Source passage
--------------------------------

Folder Stage, Ereplace and Field Marks (@FM)

ShaneMuir · Post by **ShaneMuir** » Thu Sep 14, 2006 8:34 pm

Hi All

Back again and totally confused as usual.

We have a job which reads from a folder stage into a transformer and out to a sequential file.

Folder ---> Transform ---> Seq File

In the transform stage there are several stage variables whose aim is to append a prefix to each row.

The variables are as follows

Code: Select all

a)  AddPrefixtoFirstRow = Prefix : "," : Field(input.data, @FM, 1)
b)  LINESEP = LINESEP
c)  AddPrefixtoFM = LINESEP : Prefix : "," 
d)  ReplacedFirstRow = EREPLACE(input.data, Field(input.data, @FM, 1), AddPrefixToFirstRow)
e)  Outputdata = EREPLACE(ReplacedFirstRow, @FM, AddPrefixToFM)

So what is supposed to be happening is
1) 1 row per input file comes from the folder stage, into the transformer with each row of raw data inferred by an @FM
2) The variables will:

a) create a new inferred first row with the prefix
c) create a prefix including a row seperation
d) replace the first inferred row the new one created above
e) replace all @FM with AddPrefixtoFM

This generally works fine, until today. It has been discovered that if the first row of the input file has a duplicate in the file anywhere then that row will have output of Prefix:Prefix:input instead of just Prefix:input

I am pretty sure it has something to do with the interaction between the ereplaces in the variables ReplacedFirstRow and Outputdata.

During debug I noticed that ReplacedFirstRow had a value of just the first new inferred row - ie all the other output data was missing?

Am I missing something? Am I misunderstanding how stage variables process data?

Any ideas how to overcome this issue would be greatly appreciated

Thanks in advance

ray.wurlod · Post by **ray.wurlod** » Thu Sep 14, 2006 8:44 pm

Tell/show us how Prefix is defined/derived.

Investigate the Cats() function and the Splice() function for easier mechanisms for adding a prefix to each element of a dynamic array.

Code: Select all

Cats(Reuse(Prefix:","),input.data)

Code: Select all

Splice(Reuse(Prefix), ",", input.data)

ShaneMuir · Post by **ShaneMuir** » Thu Sep 14, 2006 8:48 pm

ray.wurlod wrote:Tell/show us how Prefix is defined/derived.

--------------------------------

Problem A
Return each line of the entries that contains the string "patch". Matching is case-sensitive.
The entries have no connection to the forum thread on Ereplace and field marks.

Recorded information
--------------------------------

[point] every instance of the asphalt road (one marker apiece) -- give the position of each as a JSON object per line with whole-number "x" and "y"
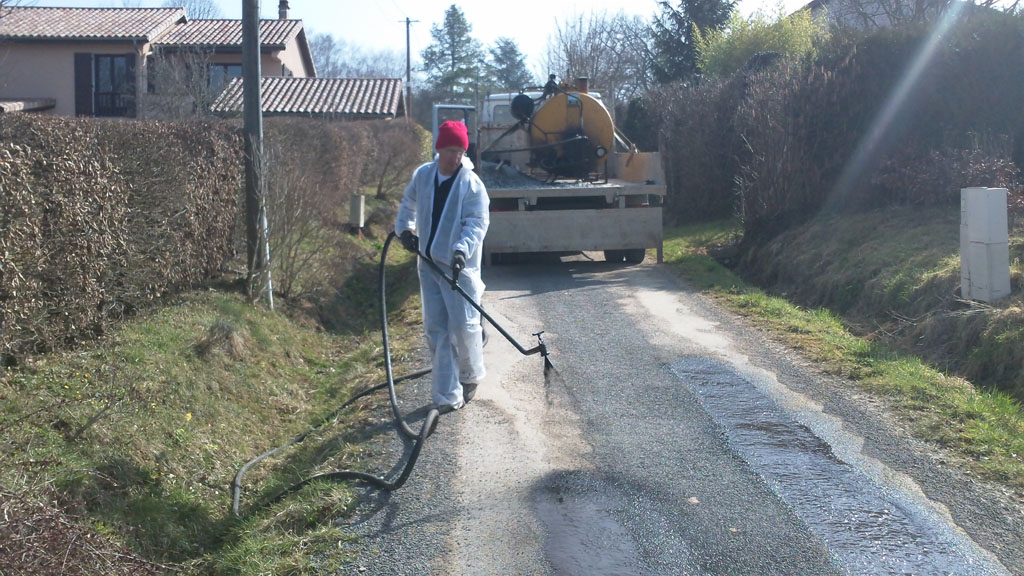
{"x": 673, "y": 439}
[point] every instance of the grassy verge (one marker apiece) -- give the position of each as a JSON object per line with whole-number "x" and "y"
{"x": 131, "y": 445}
{"x": 983, "y": 426}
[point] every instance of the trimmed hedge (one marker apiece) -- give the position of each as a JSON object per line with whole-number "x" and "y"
{"x": 99, "y": 217}
{"x": 854, "y": 129}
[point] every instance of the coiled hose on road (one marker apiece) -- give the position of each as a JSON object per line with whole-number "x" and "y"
{"x": 429, "y": 422}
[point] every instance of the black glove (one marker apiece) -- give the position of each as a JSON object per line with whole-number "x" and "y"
{"x": 410, "y": 241}
{"x": 458, "y": 264}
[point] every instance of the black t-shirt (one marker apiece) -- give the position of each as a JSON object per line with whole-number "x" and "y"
{"x": 441, "y": 192}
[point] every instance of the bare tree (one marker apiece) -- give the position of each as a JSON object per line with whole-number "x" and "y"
{"x": 196, "y": 9}
{"x": 884, "y": 13}
{"x": 612, "y": 51}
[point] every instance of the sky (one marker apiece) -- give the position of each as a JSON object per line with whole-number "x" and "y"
{"x": 380, "y": 25}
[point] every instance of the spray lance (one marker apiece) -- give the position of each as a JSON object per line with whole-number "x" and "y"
{"x": 430, "y": 420}
{"x": 541, "y": 347}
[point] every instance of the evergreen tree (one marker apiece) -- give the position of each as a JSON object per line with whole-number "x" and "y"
{"x": 454, "y": 60}
{"x": 507, "y": 69}
{"x": 675, "y": 33}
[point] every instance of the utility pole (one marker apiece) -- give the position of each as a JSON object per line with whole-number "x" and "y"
{"x": 257, "y": 248}
{"x": 409, "y": 70}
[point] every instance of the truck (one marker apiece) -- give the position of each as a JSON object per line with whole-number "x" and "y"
{"x": 560, "y": 176}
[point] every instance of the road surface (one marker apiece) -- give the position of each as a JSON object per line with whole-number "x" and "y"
{"x": 672, "y": 440}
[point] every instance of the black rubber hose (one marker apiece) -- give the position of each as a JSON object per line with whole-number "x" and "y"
{"x": 419, "y": 439}
{"x": 403, "y": 428}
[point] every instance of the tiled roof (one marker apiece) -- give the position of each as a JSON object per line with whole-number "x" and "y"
{"x": 228, "y": 33}
{"x": 26, "y": 105}
{"x": 26, "y": 23}
{"x": 351, "y": 97}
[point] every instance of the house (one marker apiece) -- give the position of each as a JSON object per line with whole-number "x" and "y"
{"x": 108, "y": 62}
{"x": 341, "y": 98}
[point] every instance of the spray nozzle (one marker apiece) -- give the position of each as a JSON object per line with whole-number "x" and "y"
{"x": 541, "y": 344}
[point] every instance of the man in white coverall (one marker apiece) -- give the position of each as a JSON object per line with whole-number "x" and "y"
{"x": 443, "y": 214}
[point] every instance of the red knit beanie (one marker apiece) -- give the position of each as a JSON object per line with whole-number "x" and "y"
{"x": 453, "y": 133}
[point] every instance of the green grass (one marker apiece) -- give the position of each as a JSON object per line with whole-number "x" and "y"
{"x": 983, "y": 426}
{"x": 139, "y": 436}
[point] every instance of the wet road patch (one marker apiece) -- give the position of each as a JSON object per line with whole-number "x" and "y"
{"x": 869, "y": 529}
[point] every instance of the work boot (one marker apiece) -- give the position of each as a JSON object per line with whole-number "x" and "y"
{"x": 449, "y": 408}
{"x": 468, "y": 391}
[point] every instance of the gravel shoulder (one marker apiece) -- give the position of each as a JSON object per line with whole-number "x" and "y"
{"x": 481, "y": 497}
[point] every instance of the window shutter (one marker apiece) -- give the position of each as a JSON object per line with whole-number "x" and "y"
{"x": 132, "y": 82}
{"x": 83, "y": 84}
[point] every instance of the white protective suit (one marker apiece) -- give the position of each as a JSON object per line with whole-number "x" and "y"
{"x": 452, "y": 325}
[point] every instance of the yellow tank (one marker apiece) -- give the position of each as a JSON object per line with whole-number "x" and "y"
{"x": 571, "y": 134}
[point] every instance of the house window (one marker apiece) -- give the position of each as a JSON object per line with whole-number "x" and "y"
{"x": 221, "y": 74}
{"x": 115, "y": 85}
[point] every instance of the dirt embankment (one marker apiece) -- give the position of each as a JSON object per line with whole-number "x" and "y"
{"x": 894, "y": 276}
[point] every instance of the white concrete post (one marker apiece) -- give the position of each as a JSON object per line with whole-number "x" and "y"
{"x": 984, "y": 244}
{"x": 357, "y": 210}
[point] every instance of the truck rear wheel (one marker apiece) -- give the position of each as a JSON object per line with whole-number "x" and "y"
{"x": 635, "y": 255}
{"x": 614, "y": 255}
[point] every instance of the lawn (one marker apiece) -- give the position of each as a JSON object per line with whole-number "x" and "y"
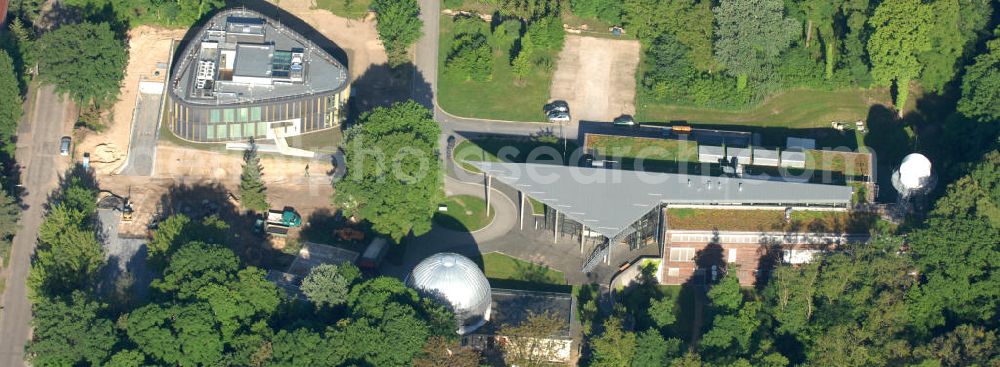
{"x": 646, "y": 148}
{"x": 501, "y": 98}
{"x": 536, "y": 206}
{"x": 637, "y": 298}
{"x": 354, "y": 9}
{"x": 800, "y": 108}
{"x": 848, "y": 163}
{"x": 648, "y": 154}
{"x": 465, "y": 213}
{"x": 501, "y": 266}
{"x": 510, "y": 149}
{"x": 768, "y": 220}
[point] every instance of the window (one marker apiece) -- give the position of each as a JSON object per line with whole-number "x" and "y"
{"x": 248, "y": 129}
{"x": 682, "y": 254}
{"x": 234, "y": 131}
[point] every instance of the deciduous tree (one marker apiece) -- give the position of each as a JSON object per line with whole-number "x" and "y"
{"x": 85, "y": 60}
{"x": 253, "y": 192}
{"x": 530, "y": 343}
{"x": 981, "y": 85}
{"x": 393, "y": 177}
{"x": 10, "y": 104}
{"x": 901, "y": 32}
{"x": 750, "y": 34}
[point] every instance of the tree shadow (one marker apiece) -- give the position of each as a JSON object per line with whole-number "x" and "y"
{"x": 202, "y": 200}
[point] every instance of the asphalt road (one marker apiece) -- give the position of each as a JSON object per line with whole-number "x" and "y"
{"x": 38, "y": 154}
{"x": 142, "y": 144}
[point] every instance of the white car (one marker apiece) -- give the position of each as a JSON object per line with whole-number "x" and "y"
{"x": 558, "y": 117}
{"x": 64, "y": 146}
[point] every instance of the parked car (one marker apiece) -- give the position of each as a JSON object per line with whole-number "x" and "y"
{"x": 625, "y": 120}
{"x": 64, "y": 146}
{"x": 558, "y": 106}
{"x": 556, "y": 116}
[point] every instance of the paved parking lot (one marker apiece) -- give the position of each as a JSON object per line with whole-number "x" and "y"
{"x": 597, "y": 77}
{"x": 142, "y": 145}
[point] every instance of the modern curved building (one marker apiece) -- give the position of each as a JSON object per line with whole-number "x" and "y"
{"x": 457, "y": 281}
{"x": 244, "y": 75}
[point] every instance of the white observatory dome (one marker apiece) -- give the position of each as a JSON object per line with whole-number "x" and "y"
{"x": 915, "y": 171}
{"x": 453, "y": 278}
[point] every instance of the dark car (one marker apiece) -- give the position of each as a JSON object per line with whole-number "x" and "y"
{"x": 556, "y": 116}
{"x": 625, "y": 120}
{"x": 64, "y": 146}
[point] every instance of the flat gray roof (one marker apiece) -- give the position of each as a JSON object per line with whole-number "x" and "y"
{"x": 710, "y": 149}
{"x": 253, "y": 60}
{"x": 321, "y": 72}
{"x": 609, "y": 200}
{"x": 788, "y": 156}
{"x": 739, "y": 152}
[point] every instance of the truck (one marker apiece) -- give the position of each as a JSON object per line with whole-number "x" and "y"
{"x": 374, "y": 254}
{"x": 287, "y": 217}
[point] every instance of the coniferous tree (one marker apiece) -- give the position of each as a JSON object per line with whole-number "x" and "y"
{"x": 253, "y": 195}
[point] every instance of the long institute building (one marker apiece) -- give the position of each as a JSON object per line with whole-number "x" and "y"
{"x": 244, "y": 75}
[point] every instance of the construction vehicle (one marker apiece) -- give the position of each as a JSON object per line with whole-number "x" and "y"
{"x": 287, "y": 217}
{"x": 278, "y": 222}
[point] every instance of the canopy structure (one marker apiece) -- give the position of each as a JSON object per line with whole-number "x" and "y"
{"x": 608, "y": 201}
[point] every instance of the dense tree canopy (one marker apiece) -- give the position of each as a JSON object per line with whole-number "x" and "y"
{"x": 902, "y": 30}
{"x": 10, "y": 104}
{"x": 329, "y": 285}
{"x": 399, "y": 27}
{"x": 394, "y": 178}
{"x": 86, "y": 60}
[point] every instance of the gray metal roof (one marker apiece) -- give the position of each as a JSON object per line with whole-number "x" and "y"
{"x": 761, "y": 153}
{"x": 713, "y": 150}
{"x": 457, "y": 281}
{"x": 322, "y": 73}
{"x": 253, "y": 60}
{"x": 739, "y": 152}
{"x": 514, "y": 307}
{"x": 609, "y": 200}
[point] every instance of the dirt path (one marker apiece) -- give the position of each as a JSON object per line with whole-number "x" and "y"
{"x": 148, "y": 46}
{"x": 597, "y": 77}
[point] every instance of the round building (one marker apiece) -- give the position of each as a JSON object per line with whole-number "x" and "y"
{"x": 457, "y": 282}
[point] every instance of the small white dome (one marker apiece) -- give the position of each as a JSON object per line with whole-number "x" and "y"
{"x": 914, "y": 171}
{"x": 457, "y": 281}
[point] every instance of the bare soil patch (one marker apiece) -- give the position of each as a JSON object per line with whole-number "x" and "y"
{"x": 147, "y": 47}
{"x": 597, "y": 77}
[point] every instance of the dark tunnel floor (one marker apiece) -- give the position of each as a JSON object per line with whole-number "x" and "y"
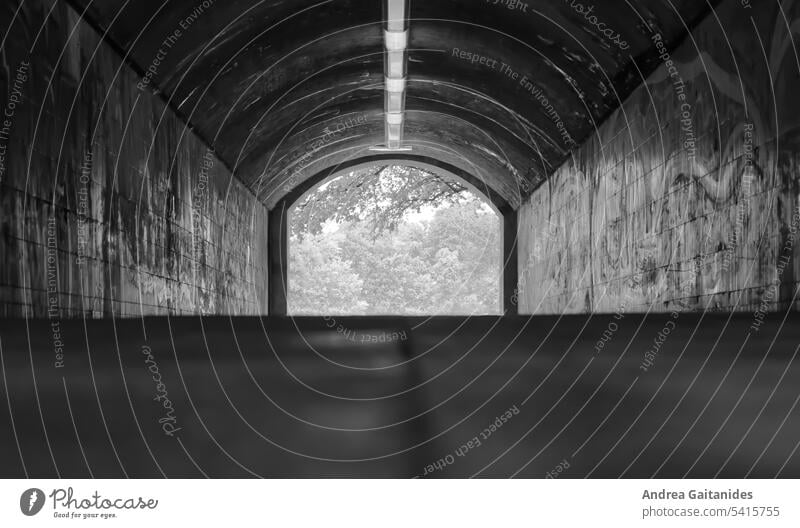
{"x": 394, "y": 397}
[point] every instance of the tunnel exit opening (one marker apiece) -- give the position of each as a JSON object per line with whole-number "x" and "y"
{"x": 392, "y": 237}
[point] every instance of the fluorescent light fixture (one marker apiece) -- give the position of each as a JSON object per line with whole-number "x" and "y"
{"x": 394, "y": 118}
{"x": 395, "y": 40}
{"x": 394, "y": 85}
{"x": 395, "y": 64}
{"x": 396, "y": 15}
{"x": 394, "y": 102}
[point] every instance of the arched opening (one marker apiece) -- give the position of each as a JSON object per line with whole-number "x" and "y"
{"x": 389, "y": 236}
{"x": 390, "y": 239}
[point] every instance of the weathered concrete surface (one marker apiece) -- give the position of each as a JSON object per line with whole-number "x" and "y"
{"x": 273, "y": 84}
{"x": 110, "y": 204}
{"x": 274, "y": 397}
{"x": 635, "y": 222}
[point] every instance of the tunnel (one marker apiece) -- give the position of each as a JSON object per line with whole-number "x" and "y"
{"x": 641, "y": 158}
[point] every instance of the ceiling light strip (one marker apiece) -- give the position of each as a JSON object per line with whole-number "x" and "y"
{"x": 395, "y": 38}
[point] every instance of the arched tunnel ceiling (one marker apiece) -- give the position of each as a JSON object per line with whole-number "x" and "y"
{"x": 284, "y": 89}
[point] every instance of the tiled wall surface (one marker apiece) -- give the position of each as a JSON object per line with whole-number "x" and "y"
{"x": 110, "y": 205}
{"x": 687, "y": 196}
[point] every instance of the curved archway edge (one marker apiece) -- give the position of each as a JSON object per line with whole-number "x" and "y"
{"x": 277, "y": 243}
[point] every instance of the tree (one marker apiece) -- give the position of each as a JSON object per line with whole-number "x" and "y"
{"x": 445, "y": 260}
{"x": 382, "y": 196}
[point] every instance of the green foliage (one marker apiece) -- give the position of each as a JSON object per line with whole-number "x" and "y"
{"x": 366, "y": 257}
{"x": 381, "y": 196}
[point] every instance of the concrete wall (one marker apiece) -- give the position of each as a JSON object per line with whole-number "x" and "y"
{"x": 110, "y": 205}
{"x": 685, "y": 198}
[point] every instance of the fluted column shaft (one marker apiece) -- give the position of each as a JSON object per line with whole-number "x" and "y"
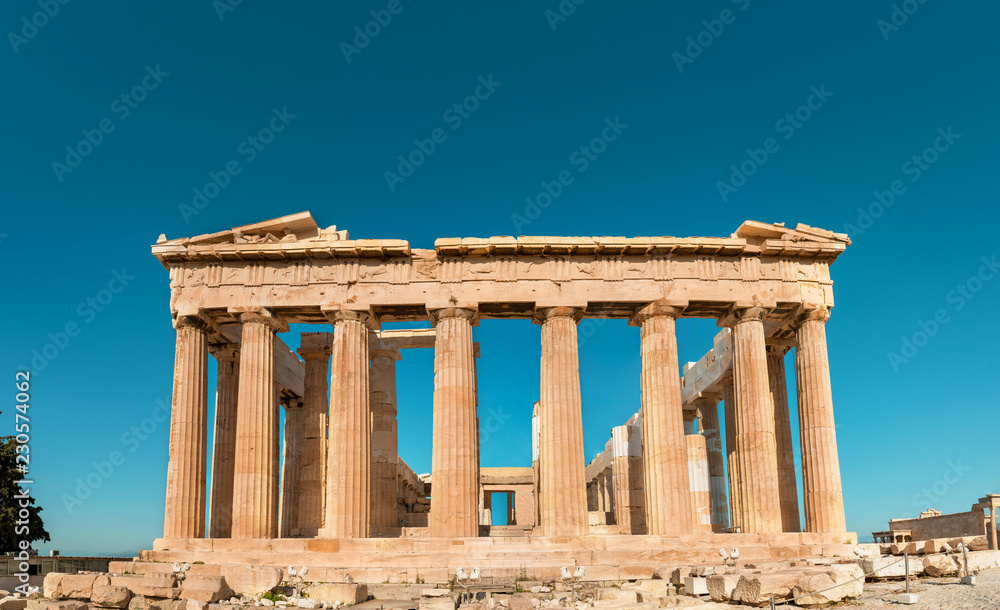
{"x": 756, "y": 447}
{"x": 455, "y": 455}
{"x": 224, "y": 442}
{"x": 315, "y": 411}
{"x": 348, "y": 473}
{"x": 787, "y": 488}
{"x": 255, "y": 484}
{"x": 562, "y": 470}
{"x": 385, "y": 440}
{"x": 716, "y": 471}
{"x": 729, "y": 410}
{"x": 821, "y": 485}
{"x": 291, "y": 467}
{"x": 700, "y": 483}
{"x": 664, "y": 450}
{"x": 184, "y": 513}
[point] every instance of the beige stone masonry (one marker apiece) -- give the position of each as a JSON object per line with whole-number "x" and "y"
{"x": 255, "y": 483}
{"x": 821, "y": 487}
{"x": 184, "y": 516}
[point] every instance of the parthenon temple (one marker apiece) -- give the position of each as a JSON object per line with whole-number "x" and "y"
{"x": 706, "y": 461}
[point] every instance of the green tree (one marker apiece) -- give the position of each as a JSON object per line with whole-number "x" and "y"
{"x": 13, "y": 529}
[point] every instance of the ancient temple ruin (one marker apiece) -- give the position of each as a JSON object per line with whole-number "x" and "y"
{"x": 677, "y": 479}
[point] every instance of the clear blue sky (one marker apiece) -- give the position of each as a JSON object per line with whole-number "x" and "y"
{"x": 197, "y": 87}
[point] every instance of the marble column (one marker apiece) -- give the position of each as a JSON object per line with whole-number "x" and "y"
{"x": 255, "y": 481}
{"x": 700, "y": 483}
{"x": 455, "y": 454}
{"x": 385, "y": 439}
{"x": 291, "y": 468}
{"x": 348, "y": 471}
{"x": 732, "y": 465}
{"x": 315, "y": 411}
{"x": 664, "y": 450}
{"x": 756, "y": 446}
{"x": 787, "y": 489}
{"x": 184, "y": 514}
{"x": 224, "y": 442}
{"x": 717, "y": 477}
{"x": 563, "y": 505}
{"x": 822, "y": 492}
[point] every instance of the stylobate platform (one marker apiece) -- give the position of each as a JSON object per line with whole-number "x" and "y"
{"x": 434, "y": 560}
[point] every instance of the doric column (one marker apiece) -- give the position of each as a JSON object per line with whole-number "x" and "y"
{"x": 664, "y": 450}
{"x": 184, "y": 513}
{"x": 822, "y": 492}
{"x": 255, "y": 482}
{"x": 717, "y": 477}
{"x": 291, "y": 467}
{"x": 224, "y": 443}
{"x": 455, "y": 454}
{"x": 385, "y": 439}
{"x": 787, "y": 489}
{"x": 348, "y": 471}
{"x": 732, "y": 465}
{"x": 756, "y": 447}
{"x": 315, "y": 351}
{"x": 563, "y": 504}
{"x": 700, "y": 484}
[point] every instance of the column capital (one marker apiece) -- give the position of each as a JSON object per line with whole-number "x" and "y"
{"x": 440, "y": 311}
{"x": 223, "y": 351}
{"x": 671, "y": 309}
{"x": 340, "y": 312}
{"x": 261, "y": 315}
{"x": 737, "y": 315}
{"x": 812, "y": 313}
{"x": 547, "y": 312}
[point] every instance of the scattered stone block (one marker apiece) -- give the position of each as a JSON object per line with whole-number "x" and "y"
{"x": 110, "y": 596}
{"x": 205, "y": 588}
{"x": 251, "y": 580}
{"x": 695, "y": 585}
{"x": 343, "y": 593}
{"x": 13, "y": 603}
{"x": 721, "y": 586}
{"x": 940, "y": 565}
{"x": 52, "y": 585}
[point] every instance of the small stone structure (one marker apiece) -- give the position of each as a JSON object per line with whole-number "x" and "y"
{"x": 339, "y": 488}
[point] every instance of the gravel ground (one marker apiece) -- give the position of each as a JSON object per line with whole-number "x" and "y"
{"x": 937, "y": 593}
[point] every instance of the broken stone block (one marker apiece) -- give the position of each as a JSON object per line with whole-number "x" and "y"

--------------------------------

Problem B
Pick up the forum thread on Ereplace and field marks at the point where it stops.

Written answer A
[point] every instance of the wet road patch (one marker apiece) -- give the position of each as a JSON object per line with whole-number "x" and "y"
[point] every instance of the bare soil patch (one marker apiece) -- give the position of each as a JSON object per line with whole-number "x" and "y"

Written answer B
Investigate the Cats() function and the Splice() function for easier mechanisms for adding a prefix to each element of a dynamic array.
Code: Select all
Cats(Reuse(Prefix:","),input.data)
Code: Select all
Splice(Reuse(Prefix), ",", input.data)

Hi Ray

Prefix = input.filename : SourceDate
where SourceDate is derived from part of the filename.

Is it strange that it only occurs where the row is the same as the first row, but for all other rows the logic works fine?

ShaneMuir · Post by **ShaneMuir** » Thu Sep 14, 2006 9:57 pm

Ok I have figured it out!

:D

It was the variable ReplacedFirstRow that was the problem. The substring value of the ereplace was set to pick up the value of the first row, when it found other instances of the value it replaced them also. All I need to do is limit the replacement to the first instance! Simple

ray.wurlod · Post by **ray.wurlod** » Fri Sep 15, 2006 12:04 am

Use the five-argument variant of Ereplace() in which you can specify the starting occurrence and number of occurrences. But I still think Cats() or Splice() is a neater solution.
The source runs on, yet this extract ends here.